[Stored records]
────────
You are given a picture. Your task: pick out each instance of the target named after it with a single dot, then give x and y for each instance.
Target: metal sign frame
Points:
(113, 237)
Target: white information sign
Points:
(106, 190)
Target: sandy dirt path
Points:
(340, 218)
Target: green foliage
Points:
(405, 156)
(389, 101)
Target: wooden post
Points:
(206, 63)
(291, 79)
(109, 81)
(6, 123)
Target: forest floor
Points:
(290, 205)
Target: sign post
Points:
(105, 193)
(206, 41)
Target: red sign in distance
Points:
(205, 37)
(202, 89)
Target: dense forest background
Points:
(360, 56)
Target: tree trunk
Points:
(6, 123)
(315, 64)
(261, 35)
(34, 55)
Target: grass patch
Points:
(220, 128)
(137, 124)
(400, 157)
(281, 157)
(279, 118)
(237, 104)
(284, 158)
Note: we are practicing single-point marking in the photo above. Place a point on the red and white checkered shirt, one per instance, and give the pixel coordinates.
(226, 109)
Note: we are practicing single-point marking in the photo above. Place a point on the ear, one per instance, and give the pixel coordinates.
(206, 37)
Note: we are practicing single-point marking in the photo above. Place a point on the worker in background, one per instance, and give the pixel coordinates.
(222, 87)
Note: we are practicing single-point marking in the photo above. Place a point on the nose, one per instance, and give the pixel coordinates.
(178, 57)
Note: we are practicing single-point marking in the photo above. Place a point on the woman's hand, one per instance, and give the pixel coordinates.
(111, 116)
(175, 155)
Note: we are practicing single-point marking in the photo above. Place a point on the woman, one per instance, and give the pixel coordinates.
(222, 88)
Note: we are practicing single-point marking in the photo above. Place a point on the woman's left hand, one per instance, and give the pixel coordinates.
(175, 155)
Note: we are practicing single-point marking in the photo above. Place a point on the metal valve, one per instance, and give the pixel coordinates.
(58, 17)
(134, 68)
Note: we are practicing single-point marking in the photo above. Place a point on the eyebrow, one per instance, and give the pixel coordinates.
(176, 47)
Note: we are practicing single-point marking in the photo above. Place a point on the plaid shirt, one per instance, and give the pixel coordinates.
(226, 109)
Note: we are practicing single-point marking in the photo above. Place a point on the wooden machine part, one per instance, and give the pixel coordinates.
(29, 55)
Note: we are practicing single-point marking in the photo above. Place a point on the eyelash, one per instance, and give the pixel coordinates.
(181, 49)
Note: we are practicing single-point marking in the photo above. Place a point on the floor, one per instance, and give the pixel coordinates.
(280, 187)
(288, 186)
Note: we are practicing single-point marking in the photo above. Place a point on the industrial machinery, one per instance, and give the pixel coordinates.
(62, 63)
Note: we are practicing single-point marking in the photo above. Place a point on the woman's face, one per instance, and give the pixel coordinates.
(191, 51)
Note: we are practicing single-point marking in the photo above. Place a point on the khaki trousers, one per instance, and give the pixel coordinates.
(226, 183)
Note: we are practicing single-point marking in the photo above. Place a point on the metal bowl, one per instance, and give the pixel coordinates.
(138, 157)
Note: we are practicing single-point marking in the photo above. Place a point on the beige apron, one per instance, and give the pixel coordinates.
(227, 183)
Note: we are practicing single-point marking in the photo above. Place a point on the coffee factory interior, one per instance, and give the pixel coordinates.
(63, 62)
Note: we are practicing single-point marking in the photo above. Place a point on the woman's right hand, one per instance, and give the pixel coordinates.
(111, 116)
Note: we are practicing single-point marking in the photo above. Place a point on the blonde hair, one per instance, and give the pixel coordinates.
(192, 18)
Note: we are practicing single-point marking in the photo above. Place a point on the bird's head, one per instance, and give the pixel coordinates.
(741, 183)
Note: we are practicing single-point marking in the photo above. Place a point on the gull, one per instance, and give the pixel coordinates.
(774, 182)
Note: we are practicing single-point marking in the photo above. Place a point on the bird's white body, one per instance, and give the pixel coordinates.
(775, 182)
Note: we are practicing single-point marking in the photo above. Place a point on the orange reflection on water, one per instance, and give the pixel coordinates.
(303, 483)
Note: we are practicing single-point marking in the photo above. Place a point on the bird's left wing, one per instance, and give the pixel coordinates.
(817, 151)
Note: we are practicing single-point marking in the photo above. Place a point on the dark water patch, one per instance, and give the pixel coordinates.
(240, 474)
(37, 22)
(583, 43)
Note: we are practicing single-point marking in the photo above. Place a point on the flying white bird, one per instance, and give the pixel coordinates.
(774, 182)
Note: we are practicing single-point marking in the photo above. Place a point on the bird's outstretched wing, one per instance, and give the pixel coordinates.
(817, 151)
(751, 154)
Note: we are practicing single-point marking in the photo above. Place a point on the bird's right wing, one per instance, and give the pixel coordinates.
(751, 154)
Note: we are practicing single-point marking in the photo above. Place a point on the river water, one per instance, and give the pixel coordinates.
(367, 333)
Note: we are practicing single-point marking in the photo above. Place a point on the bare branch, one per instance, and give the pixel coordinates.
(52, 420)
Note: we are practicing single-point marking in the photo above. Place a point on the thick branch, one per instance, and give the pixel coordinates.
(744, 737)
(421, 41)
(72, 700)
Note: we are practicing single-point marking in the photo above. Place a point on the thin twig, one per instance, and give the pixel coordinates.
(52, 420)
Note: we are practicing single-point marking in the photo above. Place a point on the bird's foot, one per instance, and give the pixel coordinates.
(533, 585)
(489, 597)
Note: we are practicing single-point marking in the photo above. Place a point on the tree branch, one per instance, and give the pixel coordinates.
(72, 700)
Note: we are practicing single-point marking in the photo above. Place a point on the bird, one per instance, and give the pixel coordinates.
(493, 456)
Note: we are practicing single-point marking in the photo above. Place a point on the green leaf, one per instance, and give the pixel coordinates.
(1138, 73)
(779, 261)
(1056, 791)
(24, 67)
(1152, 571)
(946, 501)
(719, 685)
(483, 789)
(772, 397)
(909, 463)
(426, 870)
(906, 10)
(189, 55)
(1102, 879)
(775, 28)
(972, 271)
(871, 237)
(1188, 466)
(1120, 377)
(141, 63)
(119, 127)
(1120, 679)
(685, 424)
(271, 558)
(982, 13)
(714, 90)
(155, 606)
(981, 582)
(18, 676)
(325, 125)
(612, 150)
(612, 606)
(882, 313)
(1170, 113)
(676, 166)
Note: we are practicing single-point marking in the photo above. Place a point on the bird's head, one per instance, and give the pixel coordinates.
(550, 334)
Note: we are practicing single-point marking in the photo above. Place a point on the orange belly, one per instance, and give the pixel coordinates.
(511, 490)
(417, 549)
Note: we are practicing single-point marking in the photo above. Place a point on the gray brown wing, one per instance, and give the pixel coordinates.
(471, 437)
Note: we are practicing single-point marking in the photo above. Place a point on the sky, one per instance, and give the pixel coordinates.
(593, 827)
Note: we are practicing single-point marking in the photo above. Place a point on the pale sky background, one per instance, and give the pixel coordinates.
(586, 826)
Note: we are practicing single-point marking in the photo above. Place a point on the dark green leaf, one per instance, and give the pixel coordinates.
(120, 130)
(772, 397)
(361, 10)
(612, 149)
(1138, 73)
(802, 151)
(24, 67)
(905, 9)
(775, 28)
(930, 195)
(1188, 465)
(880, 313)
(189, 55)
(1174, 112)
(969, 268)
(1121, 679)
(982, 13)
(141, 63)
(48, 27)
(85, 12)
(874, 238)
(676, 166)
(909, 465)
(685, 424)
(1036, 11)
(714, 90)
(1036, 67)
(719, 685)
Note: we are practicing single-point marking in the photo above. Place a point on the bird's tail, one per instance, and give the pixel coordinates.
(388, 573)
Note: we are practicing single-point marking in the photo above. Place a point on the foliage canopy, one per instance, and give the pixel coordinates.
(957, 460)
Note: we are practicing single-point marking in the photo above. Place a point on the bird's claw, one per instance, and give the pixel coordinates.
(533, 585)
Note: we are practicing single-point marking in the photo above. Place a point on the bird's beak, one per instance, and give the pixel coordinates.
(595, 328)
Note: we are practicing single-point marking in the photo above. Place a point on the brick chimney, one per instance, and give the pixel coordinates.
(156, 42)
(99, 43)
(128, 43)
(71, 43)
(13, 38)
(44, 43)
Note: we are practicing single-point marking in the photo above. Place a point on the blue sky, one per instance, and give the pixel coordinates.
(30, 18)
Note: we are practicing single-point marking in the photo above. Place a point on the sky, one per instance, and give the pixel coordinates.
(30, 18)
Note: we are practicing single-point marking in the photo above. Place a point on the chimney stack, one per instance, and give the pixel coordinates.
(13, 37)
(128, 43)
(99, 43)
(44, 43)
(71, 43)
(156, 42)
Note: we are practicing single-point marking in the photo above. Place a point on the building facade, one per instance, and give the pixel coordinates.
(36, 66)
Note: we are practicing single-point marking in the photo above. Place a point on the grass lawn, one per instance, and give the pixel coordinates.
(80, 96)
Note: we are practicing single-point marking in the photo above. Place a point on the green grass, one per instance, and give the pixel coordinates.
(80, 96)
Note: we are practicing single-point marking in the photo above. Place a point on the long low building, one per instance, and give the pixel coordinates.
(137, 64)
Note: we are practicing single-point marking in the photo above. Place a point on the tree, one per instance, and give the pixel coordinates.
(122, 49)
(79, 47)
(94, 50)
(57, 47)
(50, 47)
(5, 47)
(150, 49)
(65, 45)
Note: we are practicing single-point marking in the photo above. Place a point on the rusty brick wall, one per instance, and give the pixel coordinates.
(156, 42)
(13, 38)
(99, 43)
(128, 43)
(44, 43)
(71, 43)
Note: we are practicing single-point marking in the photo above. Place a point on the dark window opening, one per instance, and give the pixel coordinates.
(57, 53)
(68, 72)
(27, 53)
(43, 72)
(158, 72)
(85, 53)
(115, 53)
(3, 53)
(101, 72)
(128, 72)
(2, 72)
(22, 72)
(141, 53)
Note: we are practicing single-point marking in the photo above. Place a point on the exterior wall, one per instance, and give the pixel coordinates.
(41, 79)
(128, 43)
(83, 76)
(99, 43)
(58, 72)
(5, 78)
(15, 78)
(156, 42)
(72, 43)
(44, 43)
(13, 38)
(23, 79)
────────
Output, from the data above, the lines from the line with "Target: green foliage" to the line with "Target: dense forest background" exactly as they stand, both ends included and nothing else.

Reply to the task →
Target: green foliage
Points:
(405, 156)
(389, 101)
Target: wooden post
Points:
(206, 63)
(291, 79)
(109, 81)
(6, 123)
Target: forest floor
Points:
(290, 205)
Target: sign post
Points:
(105, 193)
(206, 41)
Target: red sign in distance
Points:
(205, 37)
(202, 89)
Target: dense forest background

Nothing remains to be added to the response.